DOCUMENT EXTRACT:
(begin)

You’ve already seen how to interact with content in the XML document you’re parsing (using ContentHandler), and how to deal with error conditions (ErrorHandler). Both of these are concerned specifically with the data in an XML document. What I haven’t talked about is the process by which the parser goes outside of the document and gets data. For example, consider a simple entity reference in an XML document:

<FM>
<P>Text placed in the public domain by Moby Lexical Tools, 1992.</P>
<P>SGML markup by Jon Bosak, 1992-1994.</P>
<P>XML version by Jon Bosak, 1996-1998.</P>
<P>&usage-terms;</P>
</FM>

Your schema then indicates to the parser how to resolve that entity:

<!ENTITY usage-terms  
    SYSTEM "http://www.newInstance.com/entities/usage-terms.xml">

At parse time, the usage-terms entity reference will be expanded (in this case, to “This work may be freely copied and distributed worldwide.”, as seen in Figure 4-1).

Figure 4-1. The usage-terms entity was resolved to a URI, which was then parsed and inserted into the document

However, there are several cases where you might not want this “default” behavior:

You don’t have network access, so you want the entity to resolve to a local copy of the referenced document (perhaps a version you’ve downloaded yourself).
You want to substitute your own content for the content specified in the schema.

You can short-circuit normal entity resolution using org.xml.sax.EntityResolver. This interface does exactly what it says: resolves entities. More important, it allows you to get involved in the entity resolution process. The interface defines only a single method, as shown in Figure 4-2.

Figure 4-2. There’s not much to the EntityResolver class; just a single, albeit useful, method

To insert your own logic into the resolution process, create an implementation of this interface, and register it with your XMLReader instance through setEntityResolver(). Once that’s done, every time the reader comes across an entity reference, it passes the public ID and system ID for that entity to the resolveEntity() method of your EntityResolver implementation.

(end)

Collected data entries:
(begin)

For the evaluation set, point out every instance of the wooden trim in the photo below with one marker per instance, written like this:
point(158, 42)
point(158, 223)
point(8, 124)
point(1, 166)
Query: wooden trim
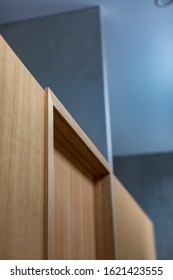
point(49, 179)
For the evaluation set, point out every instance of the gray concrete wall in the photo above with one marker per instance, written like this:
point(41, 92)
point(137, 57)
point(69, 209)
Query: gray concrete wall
point(64, 52)
point(149, 179)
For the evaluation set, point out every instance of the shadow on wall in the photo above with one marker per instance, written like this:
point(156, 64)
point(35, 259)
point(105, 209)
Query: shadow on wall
point(149, 178)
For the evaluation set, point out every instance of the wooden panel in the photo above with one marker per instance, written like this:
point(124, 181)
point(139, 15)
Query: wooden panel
point(83, 213)
point(74, 210)
point(21, 160)
point(104, 219)
point(134, 228)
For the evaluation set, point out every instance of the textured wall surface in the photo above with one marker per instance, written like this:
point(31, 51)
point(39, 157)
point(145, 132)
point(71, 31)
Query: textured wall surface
point(64, 52)
point(149, 179)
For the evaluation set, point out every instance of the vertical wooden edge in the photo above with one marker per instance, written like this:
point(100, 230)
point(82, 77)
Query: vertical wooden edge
point(114, 215)
point(49, 210)
point(105, 241)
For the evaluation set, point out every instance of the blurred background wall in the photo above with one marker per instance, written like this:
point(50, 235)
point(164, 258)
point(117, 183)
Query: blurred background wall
point(149, 178)
point(64, 52)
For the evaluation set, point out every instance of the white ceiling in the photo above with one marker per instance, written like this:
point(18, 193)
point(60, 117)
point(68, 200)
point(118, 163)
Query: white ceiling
point(139, 53)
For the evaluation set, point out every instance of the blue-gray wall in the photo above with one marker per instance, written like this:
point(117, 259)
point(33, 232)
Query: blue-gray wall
point(149, 179)
point(64, 52)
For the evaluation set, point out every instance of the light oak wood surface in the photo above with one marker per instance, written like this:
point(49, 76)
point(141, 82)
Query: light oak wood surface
point(21, 159)
point(83, 211)
point(134, 228)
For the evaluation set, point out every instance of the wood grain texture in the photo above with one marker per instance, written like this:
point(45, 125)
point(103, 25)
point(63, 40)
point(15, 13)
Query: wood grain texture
point(21, 160)
point(49, 194)
point(74, 208)
point(70, 131)
point(104, 219)
point(134, 228)
point(82, 191)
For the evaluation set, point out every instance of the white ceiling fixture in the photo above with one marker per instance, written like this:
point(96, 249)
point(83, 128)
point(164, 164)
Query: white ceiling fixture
point(163, 3)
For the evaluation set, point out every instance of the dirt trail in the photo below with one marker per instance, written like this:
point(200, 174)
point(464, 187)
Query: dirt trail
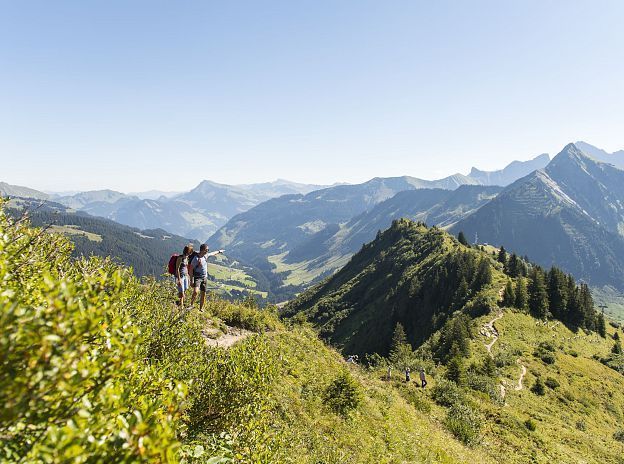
point(228, 339)
point(522, 374)
point(489, 331)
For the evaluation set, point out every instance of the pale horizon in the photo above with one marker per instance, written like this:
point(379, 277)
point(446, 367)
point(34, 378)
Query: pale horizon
point(135, 96)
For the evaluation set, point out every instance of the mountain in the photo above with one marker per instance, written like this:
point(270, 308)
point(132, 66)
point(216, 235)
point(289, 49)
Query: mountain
point(329, 249)
point(263, 235)
point(82, 199)
point(615, 158)
point(146, 251)
point(570, 214)
point(7, 190)
point(511, 172)
point(234, 383)
point(197, 213)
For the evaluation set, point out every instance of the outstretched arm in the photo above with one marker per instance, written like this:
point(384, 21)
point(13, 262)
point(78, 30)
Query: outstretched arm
point(214, 253)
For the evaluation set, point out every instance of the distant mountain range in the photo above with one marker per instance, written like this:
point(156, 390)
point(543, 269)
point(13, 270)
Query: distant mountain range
point(570, 214)
point(567, 211)
point(199, 212)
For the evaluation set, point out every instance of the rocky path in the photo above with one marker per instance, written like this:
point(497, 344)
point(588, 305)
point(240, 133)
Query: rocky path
point(228, 339)
point(490, 332)
point(522, 374)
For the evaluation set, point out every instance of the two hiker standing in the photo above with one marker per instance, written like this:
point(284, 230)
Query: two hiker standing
point(191, 269)
point(182, 273)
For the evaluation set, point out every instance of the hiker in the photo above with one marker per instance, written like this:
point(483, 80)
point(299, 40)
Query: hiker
point(199, 265)
point(182, 273)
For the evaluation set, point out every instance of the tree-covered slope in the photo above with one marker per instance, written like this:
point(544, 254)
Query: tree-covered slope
point(99, 367)
point(571, 214)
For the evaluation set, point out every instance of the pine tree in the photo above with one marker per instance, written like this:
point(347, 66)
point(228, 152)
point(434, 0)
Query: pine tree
point(601, 326)
point(509, 297)
point(400, 349)
point(483, 276)
point(538, 295)
point(502, 255)
point(557, 294)
point(462, 239)
point(489, 367)
point(455, 370)
point(522, 295)
point(513, 266)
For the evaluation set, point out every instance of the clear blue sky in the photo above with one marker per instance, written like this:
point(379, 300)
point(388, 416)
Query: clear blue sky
point(134, 95)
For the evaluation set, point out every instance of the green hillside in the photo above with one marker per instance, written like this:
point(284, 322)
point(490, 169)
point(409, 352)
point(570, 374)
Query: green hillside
point(98, 367)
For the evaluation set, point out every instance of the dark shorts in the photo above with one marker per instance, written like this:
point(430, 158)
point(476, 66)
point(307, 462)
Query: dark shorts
point(200, 282)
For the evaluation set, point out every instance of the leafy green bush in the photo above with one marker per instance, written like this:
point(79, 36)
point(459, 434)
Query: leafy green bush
point(551, 383)
point(530, 424)
point(72, 382)
point(538, 387)
point(447, 393)
point(415, 397)
point(343, 395)
point(463, 422)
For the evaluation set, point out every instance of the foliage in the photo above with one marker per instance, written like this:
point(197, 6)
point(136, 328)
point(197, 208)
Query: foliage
point(343, 395)
point(72, 382)
point(447, 393)
point(552, 383)
point(463, 422)
point(538, 387)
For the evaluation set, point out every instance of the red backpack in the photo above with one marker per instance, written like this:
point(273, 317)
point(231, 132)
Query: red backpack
point(172, 261)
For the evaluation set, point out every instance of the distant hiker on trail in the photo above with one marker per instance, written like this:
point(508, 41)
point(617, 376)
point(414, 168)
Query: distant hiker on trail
point(199, 265)
point(182, 273)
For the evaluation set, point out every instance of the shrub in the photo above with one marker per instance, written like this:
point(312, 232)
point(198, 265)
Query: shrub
point(71, 380)
point(530, 424)
point(551, 383)
point(538, 387)
point(415, 397)
point(447, 393)
point(343, 395)
point(463, 422)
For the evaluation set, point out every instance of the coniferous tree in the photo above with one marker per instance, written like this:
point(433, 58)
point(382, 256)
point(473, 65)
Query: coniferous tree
point(587, 304)
point(557, 293)
point(455, 370)
point(513, 266)
point(538, 294)
point(483, 276)
point(400, 350)
point(509, 297)
point(522, 295)
point(601, 326)
point(462, 239)
point(502, 255)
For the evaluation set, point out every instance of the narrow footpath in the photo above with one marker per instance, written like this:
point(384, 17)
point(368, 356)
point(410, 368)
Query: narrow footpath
point(491, 332)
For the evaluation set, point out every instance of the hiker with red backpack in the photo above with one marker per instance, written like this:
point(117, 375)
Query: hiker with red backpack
point(199, 267)
point(179, 267)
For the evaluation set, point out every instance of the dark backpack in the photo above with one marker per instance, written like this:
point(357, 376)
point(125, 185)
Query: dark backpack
point(172, 261)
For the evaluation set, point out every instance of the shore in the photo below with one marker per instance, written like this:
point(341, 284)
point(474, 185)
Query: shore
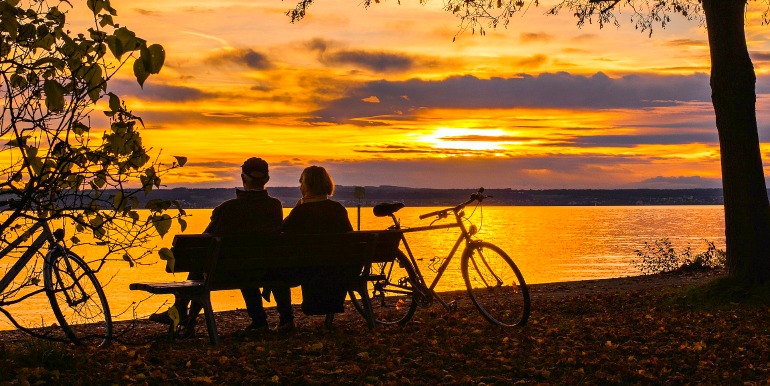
point(624, 331)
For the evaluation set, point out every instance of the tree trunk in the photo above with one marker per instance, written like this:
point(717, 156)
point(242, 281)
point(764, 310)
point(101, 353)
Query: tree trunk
point(747, 211)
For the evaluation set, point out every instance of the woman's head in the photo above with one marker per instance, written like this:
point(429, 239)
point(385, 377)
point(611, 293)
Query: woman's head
point(315, 181)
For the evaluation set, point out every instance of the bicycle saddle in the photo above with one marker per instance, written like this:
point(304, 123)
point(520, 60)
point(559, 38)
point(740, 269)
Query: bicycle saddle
point(387, 208)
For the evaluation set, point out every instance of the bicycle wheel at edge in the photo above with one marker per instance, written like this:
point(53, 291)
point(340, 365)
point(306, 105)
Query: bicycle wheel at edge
point(391, 291)
point(77, 299)
point(495, 284)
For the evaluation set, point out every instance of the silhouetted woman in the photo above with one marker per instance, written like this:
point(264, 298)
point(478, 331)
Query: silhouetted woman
point(315, 212)
point(323, 292)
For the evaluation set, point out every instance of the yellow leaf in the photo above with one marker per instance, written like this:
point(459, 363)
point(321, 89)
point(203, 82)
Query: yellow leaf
point(173, 313)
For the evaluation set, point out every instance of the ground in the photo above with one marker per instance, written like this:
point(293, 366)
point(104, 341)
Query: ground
point(639, 330)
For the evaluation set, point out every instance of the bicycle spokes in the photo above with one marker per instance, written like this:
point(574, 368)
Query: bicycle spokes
point(495, 285)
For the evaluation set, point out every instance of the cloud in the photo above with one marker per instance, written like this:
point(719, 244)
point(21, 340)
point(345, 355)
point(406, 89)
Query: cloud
point(377, 61)
point(686, 43)
point(536, 37)
point(760, 56)
point(246, 57)
point(548, 172)
point(676, 138)
point(157, 92)
point(548, 90)
point(692, 182)
point(374, 61)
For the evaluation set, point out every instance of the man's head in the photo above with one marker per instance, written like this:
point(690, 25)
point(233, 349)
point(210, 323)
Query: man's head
point(254, 173)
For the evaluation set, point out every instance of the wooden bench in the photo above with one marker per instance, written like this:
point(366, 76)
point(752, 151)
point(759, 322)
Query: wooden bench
point(236, 262)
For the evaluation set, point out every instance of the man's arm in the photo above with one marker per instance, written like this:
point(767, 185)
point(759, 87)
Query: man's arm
point(216, 219)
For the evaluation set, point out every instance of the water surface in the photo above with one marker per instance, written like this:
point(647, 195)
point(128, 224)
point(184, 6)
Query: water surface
point(549, 244)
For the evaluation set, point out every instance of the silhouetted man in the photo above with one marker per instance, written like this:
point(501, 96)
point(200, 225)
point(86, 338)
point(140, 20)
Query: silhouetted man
point(253, 211)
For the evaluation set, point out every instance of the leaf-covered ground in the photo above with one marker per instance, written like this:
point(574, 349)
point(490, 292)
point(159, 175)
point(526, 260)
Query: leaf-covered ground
point(627, 331)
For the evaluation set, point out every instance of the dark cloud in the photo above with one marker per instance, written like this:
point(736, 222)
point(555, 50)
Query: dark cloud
point(760, 56)
point(374, 61)
point(157, 92)
point(691, 182)
point(686, 43)
point(548, 90)
point(535, 37)
point(246, 57)
point(378, 61)
point(146, 12)
point(676, 138)
point(546, 172)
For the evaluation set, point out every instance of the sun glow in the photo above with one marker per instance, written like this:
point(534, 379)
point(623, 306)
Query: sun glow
point(468, 139)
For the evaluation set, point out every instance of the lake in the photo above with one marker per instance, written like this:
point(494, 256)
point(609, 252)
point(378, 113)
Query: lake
point(549, 244)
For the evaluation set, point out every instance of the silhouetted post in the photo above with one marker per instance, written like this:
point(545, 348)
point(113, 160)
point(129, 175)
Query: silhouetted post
point(359, 193)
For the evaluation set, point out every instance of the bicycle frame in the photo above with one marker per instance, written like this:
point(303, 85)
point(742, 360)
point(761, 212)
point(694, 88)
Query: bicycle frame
point(465, 236)
point(11, 274)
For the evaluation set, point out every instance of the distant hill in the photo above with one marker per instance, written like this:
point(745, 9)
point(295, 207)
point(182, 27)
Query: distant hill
point(209, 198)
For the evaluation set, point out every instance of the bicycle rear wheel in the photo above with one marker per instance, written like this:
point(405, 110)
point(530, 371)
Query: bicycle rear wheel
point(495, 284)
point(391, 289)
point(77, 299)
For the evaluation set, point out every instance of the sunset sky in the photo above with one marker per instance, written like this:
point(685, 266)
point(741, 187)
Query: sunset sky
point(383, 96)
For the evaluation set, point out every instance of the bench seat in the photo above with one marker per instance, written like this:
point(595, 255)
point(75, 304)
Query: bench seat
point(270, 260)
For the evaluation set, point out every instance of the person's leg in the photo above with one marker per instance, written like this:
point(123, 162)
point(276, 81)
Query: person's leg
point(253, 299)
point(282, 297)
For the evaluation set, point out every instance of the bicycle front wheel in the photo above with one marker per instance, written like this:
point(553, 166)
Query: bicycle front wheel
point(77, 299)
point(390, 286)
point(495, 284)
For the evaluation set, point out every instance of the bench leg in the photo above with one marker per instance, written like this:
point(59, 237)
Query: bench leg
point(211, 324)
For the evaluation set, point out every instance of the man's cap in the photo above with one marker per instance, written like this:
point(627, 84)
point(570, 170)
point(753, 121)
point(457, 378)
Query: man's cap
point(254, 167)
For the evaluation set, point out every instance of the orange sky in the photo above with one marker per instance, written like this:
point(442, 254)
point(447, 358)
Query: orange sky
point(383, 96)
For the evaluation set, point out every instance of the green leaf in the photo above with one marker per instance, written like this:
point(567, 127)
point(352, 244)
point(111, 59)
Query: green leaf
point(54, 95)
point(157, 205)
point(166, 254)
point(140, 72)
point(115, 46)
point(79, 128)
point(118, 202)
point(18, 142)
point(127, 38)
point(182, 223)
point(181, 160)
point(114, 102)
point(95, 5)
point(106, 20)
point(162, 224)
point(18, 81)
point(128, 258)
point(11, 26)
point(173, 313)
point(153, 58)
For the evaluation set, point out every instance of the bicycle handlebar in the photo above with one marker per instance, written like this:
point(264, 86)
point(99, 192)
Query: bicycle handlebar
point(478, 196)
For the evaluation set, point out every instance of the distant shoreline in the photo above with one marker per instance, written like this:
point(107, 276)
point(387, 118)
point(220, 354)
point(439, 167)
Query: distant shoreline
point(211, 197)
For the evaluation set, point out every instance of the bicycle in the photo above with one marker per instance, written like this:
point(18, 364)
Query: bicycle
point(494, 283)
point(77, 299)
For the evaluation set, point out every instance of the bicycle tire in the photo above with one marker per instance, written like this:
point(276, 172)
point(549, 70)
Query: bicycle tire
point(495, 284)
point(391, 291)
point(77, 299)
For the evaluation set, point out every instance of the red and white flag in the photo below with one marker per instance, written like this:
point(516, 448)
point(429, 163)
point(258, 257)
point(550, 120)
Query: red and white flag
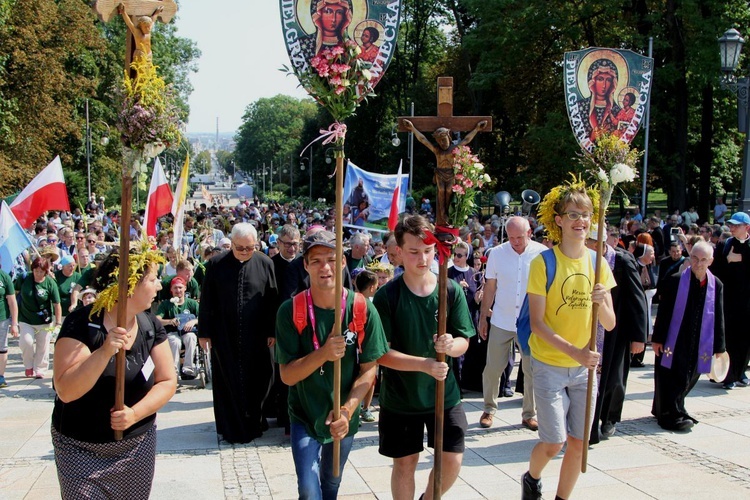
point(395, 209)
point(46, 191)
point(159, 201)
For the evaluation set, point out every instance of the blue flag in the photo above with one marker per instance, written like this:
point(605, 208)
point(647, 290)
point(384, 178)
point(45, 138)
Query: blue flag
point(13, 239)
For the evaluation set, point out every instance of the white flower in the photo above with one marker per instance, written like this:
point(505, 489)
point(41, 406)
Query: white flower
point(621, 173)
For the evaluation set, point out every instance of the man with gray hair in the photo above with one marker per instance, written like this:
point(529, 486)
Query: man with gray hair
point(238, 293)
point(356, 256)
point(506, 277)
point(689, 331)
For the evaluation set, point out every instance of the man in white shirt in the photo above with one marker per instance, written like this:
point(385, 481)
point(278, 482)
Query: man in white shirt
point(506, 277)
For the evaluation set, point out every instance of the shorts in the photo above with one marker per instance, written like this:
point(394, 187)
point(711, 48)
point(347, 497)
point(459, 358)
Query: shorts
point(560, 395)
point(402, 435)
point(4, 332)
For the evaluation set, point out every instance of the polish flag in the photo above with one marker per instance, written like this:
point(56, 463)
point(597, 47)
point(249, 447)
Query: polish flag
point(46, 191)
point(159, 201)
point(393, 215)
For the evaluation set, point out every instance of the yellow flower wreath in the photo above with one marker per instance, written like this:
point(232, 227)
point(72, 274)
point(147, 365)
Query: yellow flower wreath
point(546, 211)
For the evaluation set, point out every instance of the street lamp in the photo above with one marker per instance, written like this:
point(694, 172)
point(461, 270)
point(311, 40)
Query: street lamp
point(730, 47)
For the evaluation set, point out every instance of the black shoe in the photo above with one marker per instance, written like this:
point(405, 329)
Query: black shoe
point(608, 430)
point(684, 425)
point(531, 489)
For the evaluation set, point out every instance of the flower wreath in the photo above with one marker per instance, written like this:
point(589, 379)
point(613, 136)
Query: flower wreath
point(546, 211)
point(140, 260)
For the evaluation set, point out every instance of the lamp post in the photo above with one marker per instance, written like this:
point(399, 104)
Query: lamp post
point(730, 47)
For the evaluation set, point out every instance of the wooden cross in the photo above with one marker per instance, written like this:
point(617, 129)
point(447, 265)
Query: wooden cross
point(442, 125)
point(106, 9)
point(444, 150)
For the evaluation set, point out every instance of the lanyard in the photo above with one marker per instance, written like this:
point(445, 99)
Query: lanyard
point(311, 313)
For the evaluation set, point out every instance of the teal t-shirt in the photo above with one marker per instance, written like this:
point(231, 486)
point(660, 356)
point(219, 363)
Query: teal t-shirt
point(311, 399)
point(65, 286)
point(6, 288)
point(414, 392)
point(35, 307)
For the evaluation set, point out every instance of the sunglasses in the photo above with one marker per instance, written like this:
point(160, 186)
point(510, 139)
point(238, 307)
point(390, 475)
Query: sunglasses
point(576, 215)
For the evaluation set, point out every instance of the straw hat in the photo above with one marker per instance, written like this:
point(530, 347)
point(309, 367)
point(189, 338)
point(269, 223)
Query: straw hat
point(719, 367)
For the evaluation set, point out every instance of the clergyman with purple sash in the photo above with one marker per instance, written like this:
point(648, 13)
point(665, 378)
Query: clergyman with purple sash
point(689, 331)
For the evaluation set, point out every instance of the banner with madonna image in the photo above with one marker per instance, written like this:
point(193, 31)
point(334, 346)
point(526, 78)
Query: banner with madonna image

(end)

REQUIRED TASKS:
**a)** According to the entity resolution text, which method is used to register an EntityResolver implementation with an XMLReader instance?
**b)** Pick up the entity resolution text from where it stops and continue it with a paragraph or two.

OUTPUTS BY TASK:
**a)** It is registered through setEntityResolver().

**b)**
Typically, the XML reader resolves the entity through the specified public or system ID. If you want to accept this default behavior in your own EntityResolver implementation, just return null from your version of resolveEntity(). In fact, you should always make sure that whatever code you add to your resolveEntity() implementation, it returns null in the default case. In other words, start with an implementation class that looks like Example 4-1.

Example 4-1. Before coding in special entity resolution, always ensure that any unhandled cases result in a null return value (and therefore normal entity resolution)

package javaxml3;

import java.io.IOException;

import org.xml.sax.EntityResolver;
import org.xml.sax.InputSource;
import org.xml.sax.SAXException;

public class SimpleEntityResolver implements EntityResolver {
    
  public InputSource resolveEntity(String publicID, String systemID)
    throws IOException, SAXException {
        
    // In the default case, return null
    return null;    
  }
}

Of course, things are more interesting when you don’t return null. If you return an InputSource from this method, that InputSource is used in resolution of the entity reference, rather than the public or system ID specified in your schema. In other words, you can specify your own data instead of letting the reader handle resolution on its own. As an example, create a usage-terms.xml file on your local machine:

Any use of this file could result in your <i>imminent</i> destruction.
Consider yourself warned!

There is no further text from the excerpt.